### Task directions:
Every line of the material below should be repeated exactly.

-.-.-

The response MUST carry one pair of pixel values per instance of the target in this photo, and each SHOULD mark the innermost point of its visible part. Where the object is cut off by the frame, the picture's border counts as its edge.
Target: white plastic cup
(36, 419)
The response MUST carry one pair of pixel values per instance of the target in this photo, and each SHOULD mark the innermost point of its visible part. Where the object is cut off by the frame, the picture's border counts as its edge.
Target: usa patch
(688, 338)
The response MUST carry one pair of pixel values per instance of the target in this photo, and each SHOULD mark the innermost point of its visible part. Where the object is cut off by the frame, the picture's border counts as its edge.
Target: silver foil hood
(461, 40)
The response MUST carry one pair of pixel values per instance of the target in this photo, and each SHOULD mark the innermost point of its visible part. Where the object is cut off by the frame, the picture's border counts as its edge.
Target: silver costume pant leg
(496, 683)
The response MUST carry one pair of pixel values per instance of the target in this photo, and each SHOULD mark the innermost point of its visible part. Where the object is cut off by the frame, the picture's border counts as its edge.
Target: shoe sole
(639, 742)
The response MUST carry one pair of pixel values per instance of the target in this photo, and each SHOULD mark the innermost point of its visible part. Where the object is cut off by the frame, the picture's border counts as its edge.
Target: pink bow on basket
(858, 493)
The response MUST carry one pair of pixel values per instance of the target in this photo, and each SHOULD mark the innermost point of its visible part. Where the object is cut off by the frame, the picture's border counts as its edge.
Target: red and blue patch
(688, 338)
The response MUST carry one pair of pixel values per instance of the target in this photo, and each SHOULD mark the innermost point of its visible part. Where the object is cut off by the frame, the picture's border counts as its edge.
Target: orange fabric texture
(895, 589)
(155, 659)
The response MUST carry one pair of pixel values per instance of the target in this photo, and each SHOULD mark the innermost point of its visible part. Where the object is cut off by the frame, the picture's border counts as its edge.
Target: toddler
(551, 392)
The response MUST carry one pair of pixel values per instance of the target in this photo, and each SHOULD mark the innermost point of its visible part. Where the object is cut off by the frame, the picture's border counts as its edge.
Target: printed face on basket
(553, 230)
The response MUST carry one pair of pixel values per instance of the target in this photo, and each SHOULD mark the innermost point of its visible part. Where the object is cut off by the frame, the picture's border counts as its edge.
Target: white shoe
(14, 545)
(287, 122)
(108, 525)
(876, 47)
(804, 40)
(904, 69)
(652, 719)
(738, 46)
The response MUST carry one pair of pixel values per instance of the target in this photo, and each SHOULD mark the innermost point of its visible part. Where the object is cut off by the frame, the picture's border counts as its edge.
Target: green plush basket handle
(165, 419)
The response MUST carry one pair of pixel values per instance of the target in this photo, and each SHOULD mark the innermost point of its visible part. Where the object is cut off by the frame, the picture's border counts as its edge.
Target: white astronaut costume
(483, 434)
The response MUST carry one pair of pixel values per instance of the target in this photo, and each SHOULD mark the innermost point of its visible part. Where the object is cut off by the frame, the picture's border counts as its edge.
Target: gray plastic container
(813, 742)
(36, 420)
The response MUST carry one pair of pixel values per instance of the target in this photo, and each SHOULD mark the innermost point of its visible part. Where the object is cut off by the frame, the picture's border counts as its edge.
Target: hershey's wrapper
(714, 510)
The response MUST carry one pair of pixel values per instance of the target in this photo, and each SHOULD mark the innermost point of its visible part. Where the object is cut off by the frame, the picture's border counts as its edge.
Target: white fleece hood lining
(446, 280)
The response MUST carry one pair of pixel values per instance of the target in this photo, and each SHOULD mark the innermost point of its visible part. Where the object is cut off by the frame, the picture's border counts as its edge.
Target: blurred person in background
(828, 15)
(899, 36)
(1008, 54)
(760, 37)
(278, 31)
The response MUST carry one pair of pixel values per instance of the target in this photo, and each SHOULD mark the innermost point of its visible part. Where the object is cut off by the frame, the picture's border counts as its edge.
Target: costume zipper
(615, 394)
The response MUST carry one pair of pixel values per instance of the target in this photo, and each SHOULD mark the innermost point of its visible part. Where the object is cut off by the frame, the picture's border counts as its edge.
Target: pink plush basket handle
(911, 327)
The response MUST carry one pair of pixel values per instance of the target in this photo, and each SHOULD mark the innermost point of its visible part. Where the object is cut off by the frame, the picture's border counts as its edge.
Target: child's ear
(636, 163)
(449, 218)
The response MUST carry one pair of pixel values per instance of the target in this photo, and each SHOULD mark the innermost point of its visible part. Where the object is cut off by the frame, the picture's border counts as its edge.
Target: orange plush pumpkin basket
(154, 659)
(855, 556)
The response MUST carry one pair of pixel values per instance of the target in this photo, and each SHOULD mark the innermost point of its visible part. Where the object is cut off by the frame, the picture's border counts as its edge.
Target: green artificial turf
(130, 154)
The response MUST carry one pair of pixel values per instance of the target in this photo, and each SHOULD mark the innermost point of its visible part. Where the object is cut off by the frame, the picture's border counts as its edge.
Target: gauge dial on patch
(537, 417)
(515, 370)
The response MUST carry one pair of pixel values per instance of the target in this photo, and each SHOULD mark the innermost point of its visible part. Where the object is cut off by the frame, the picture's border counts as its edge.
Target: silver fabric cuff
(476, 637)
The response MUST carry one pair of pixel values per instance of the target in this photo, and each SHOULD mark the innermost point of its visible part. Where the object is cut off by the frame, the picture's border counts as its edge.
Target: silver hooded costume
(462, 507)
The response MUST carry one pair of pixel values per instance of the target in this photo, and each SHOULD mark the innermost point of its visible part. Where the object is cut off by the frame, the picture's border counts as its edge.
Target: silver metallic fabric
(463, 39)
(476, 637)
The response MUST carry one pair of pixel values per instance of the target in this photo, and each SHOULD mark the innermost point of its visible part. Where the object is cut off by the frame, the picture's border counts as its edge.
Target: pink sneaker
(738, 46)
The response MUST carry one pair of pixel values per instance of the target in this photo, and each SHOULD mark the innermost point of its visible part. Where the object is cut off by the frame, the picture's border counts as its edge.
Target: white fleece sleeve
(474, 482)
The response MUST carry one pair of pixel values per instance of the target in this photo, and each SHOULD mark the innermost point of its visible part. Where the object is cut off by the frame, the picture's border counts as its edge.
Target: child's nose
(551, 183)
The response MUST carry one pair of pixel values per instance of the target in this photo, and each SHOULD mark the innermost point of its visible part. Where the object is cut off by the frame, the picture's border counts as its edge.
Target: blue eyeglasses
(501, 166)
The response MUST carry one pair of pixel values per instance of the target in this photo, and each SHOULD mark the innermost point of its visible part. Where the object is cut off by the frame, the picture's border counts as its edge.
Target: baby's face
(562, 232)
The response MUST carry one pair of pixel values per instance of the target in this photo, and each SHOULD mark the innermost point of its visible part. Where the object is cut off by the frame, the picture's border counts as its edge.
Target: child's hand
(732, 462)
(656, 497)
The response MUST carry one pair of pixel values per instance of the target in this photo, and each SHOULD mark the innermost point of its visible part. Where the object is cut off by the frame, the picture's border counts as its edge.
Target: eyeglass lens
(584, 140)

-.-.-

### Exercise solution:
The response MUST carry one pair of pixel values per instance of the target in this photo, and each SHOULD mark the innermost point of its visible part. Where the object is cut off by the frame, the picture's border counts as its edge.
Target: white plastic cup
(36, 419)
The response MUST carry one pair of pixel values per instance of the target in this photo, and each SHOULD mark the innermost point of its visible part. Where the object is cut off by the frame, the picture's border counts as its edge.
Target: usa patch
(688, 338)
The response MUST carry one pair of pixel values per instance of the target in this photo, and each SHOULD mark the innermost point of its visible part. Where the object is cut off by the frame, the picture's border counts as its edge.
Target: silver foil hood
(461, 40)
The response MUST carry one pair of pixel values per instance of the target in this photo, and each SHOULD mark the innermost point of its visible part. Where the object is cut off by the frame, the picture's border counts as its edge.
Target: silver costume pant leg
(496, 683)
The response MUST carry one pair of pixel values per instance of the target in this photo, and each SHOULD mark the innermost point of its visible part. Where the object is cut off by the frame, the picture's border counts as its edge.
Target: shoe sole
(639, 742)
The response MUST carry one pair of pixel values per instance of the target in this photo, and each SHOULD mark the innermost point of its visible part. Where the object is cut off by the frame, the picture's border counts as its edge.
Target: pink bow on basket
(858, 493)
The response MUST carry one pair of pixel values per instance of the target in this photo, and each SHOULD mark the innermost point of its visible part. Where the object is cut off by the frame, the picture's border counts as its edge.
Target: red and blue patch
(688, 338)
The response MUST carry one pair of pixel values per instance of the target in this photo, and each SHOULD mark the innermost point of its visible part. Where the object is cut off by the frame, the picture's border counts as its edge.
Target: orange fabric texture
(895, 589)
(155, 659)
The response MUST carry one pair of pixel values per instance of the target in this photo, and each SHOULD mark the innermost point of its visible part. Where the object is cut off by the frame, the picture's border counts as its edge.
Target: toddler
(551, 392)
The response MUST carry one pair of pixel values per instance of the target in this photo, and each SHOULD mark the innermost point of its visible part. Where the object is cut off by the frame, the picture's border counts as its edge.
Target: printed face on basket
(553, 230)
The response MUST carry one pair of pixel values per instance of the target in this photo, and each SHOULD mark the innermost point of its visible part. Where the object is cut off by the frame, the picture's border counts as its edge.
Target: white shoe
(14, 545)
(287, 122)
(108, 525)
(876, 47)
(804, 40)
(904, 69)
(652, 719)
(738, 46)
The response MUST carry one pair of pixel values per instance of the target in this photo, and each SHOULD mark the innermost point of its visible part. Where the object is cut off by the frame, the picture's border counts as its edge.
Target: green plush basket handle
(165, 419)
The response MUST carry one pair of pixel values per instance of the target in this photo, and each SHOULD mark the innermost point of its visible part. Where the object is cut off by the frame, the picture's border counts as its edge.
Target: white astronaut costume
(483, 434)
The response MUST carry one pair of pixel values per instance of the target in this photo, and each SHOULD mark the innermost point of its visible part. Where the object is cut off by the frame, the picture's border counts as its edge.
Target: gray plastic container
(813, 742)
(36, 420)
The response MUST carry one pair of pixel values per instance of the target in this photo, and each SHOULD mark the innermost point of its visible part. Where the object is cut off by the frame, the picture's border counts as its edge.
Target: hershey's wrapper
(714, 510)
The response MUST carry one pair of pixel values per instance of the target in this photo, and each SHOULD mark the innermost point of its visible part. Where the object is cut off by the frame, the picture's border counts as its edge.
Target: white fleece hood lining
(446, 280)
The response MUST carry one pair of pixel values per instance of the target in this photo, and each SHOULD mark the innermost point of its visible part. Where the object is cut off by the frame, the picture's border counts as its edge.
Target: blurred person in background
(828, 15)
(899, 36)
(1008, 54)
(760, 37)
(278, 31)
The response MUST carry one pair of pixel values per instance of the target in this photo, and each SHOULD mark the innermost point of its visible part. Where the object is cut off by the frame, the picture's border counts as its edge.
Target: costume zipper
(615, 394)
The response MUST carry one pair of pixel values per instance of the target in this photo, and each SHOULD mark the innermost point of its visible part. Where the object is cut off by the frame, the picture's border counts as its edge.
Target: pink plush basket handle
(911, 327)
The response MUST carry one pair of pixel values per instance of the target in this photo, and each SHOULD mark the innermost point of its visible part. Where the object is cut off by the frame, the picture's border counts as its edge.
Target: child's ear
(636, 163)
(449, 218)
The response MUST carry one pair of pixel values per instance of the target in this photo, and each SHOULD mark the innermost point of its visible part. Where the object is cut off by the frame, the picture's border counts as its edge.
Target: orange plush pumpkin basket
(154, 659)
(855, 556)
The response MUST carry one pair of pixel values per instance of the target in this photo, and each SHOULD mark the innermost point of its visible part. Where the object is cut off by the frame, the picture's border counts as its edge.
Target: green artificial turf
(130, 154)
The response MUST carry one pair of pixel values per instance of the target in this photo, and each SHOULD mark the innermost point of its visible part. Where the object is cut off by the frame, the picture's border counts as its edge.
Target: gauge dial on patch
(537, 417)
(515, 370)
The response MUST carry one pair of pixel values per instance of the target in this photo, and each SHOULD mark the innermost point of its visible part. Where the object is cut off by the frame, the picture's border counts as its edge.
Target: silver fabric cuff
(476, 637)
The response MUST carry one pair of pixel values per instance of the target in this photo, and each SHOULD mark the innermost point of its visible part. Where the object is cut off by the frame, the picture's border counts as its edge.
Target: silver hooded costume
(462, 507)
The response MUST carry one pair of pixel values per instance of the target in this photo, and each SHOULD mark the innermost point of its visible part. Where the object is cut off by the frame, the picture's border counts as its edge.
Target: silver metallic fabric
(463, 39)
(476, 637)
The response MUST carry one pair of pixel values per instance of the target in this photo, and each SHOULD mark the innermost point of its visible part. Where the object is cut off by the frame, the picture's border counts as its edge.
Target: pink sneaker
(738, 46)
The response MUST carry one pair of pixel values per instance of the target in this photo, and each SHOULD mark the innermost point of its visible part. Where the object is cut off by the frame, the picture's border counts as its edge.
Target: white fleece sleeve
(474, 482)
The response MUST carry one pair of pixel values per instance of the target in this photo, and each SHOULD mark the innermost point of its visible part. Where the object is cut off by the frame, the picture's border counts as its edge.
Target: child's nose
(551, 183)
The response MUST carry one pair of pixel values per instance of the target in this photo, and each SHOULD mark the innermost point of its visible part. Where the object is cut off by the frame, the picture's border counts as its edge.
Target: blue eyeglasses
(501, 166)
The response MUST carry one pair of pixel values per instance of the target in this photo, and each SHOULD mark the innermost point of its visible part. Where the object is cut off by the frame, the picture's border counts as its edge.
Target: baby's face
(562, 232)
The response MUST carry one pair of pixel values per instance of the target in this photo, and each SHOULD mark the innermost point of its visible part. Where the object is cut off by the frame, the picture's border counts as its edge.
Target: child's hand
(732, 462)
(656, 497)
The response MUST carry one pair of pixel values per instance of the target in this photo, and each SHOULD mark the innermost point of its visible part. Where the object is cut off by the frame, the picture's border counts as its edge.
Target: eyeglass lens
(584, 140)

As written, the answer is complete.